Please repeat every line of the material from its start up to and including the line with "point(184, 8)", and add -61 to each x and y coordinate in the answers.

• _Raw data_
(begin)
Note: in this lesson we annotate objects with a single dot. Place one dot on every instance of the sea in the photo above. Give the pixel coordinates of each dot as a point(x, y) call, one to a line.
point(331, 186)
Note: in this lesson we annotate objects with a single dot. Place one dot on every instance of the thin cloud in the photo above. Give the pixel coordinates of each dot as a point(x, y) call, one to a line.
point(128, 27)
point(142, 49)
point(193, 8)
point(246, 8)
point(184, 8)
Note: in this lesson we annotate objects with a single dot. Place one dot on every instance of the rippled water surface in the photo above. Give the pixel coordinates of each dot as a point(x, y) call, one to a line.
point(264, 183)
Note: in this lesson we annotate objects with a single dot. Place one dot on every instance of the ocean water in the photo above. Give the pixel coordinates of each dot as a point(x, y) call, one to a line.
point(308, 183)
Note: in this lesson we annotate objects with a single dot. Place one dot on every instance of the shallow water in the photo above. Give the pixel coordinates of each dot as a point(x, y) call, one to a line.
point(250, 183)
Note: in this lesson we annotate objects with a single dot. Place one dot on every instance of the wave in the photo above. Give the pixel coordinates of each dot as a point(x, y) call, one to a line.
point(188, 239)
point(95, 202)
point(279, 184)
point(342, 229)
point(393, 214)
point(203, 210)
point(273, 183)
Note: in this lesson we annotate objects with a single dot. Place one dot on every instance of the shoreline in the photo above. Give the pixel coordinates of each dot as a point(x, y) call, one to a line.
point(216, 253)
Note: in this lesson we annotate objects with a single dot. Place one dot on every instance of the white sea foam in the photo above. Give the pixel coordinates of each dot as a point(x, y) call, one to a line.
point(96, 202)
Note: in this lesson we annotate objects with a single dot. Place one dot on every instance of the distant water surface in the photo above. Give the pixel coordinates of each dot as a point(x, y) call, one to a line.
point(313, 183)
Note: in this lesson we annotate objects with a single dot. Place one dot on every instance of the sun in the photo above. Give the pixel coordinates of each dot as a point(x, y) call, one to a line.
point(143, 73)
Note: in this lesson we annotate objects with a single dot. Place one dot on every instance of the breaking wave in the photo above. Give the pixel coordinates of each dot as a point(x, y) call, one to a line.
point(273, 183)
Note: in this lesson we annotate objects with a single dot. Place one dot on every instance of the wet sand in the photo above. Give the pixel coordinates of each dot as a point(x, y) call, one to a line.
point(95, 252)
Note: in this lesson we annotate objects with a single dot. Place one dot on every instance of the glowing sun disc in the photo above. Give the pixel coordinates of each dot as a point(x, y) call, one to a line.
(end)
• _Exercise response_
Note: in this lesson we annotate objects with a single dot. Place one dot on every instance of the sea in the photo above. Give the pixel coordinates of each dot as a point(x, y) call, one to a line.
point(270, 125)
Note: in this lesson we annotate objects with a single dot. Place one dot on every instance of the thin cloud in the photo above. Give the pixel coordinates of each dot as a point(x, y) call, one to a line.
point(67, -34)
point(81, -12)
point(132, -53)
point(185, -53)
point(123, -53)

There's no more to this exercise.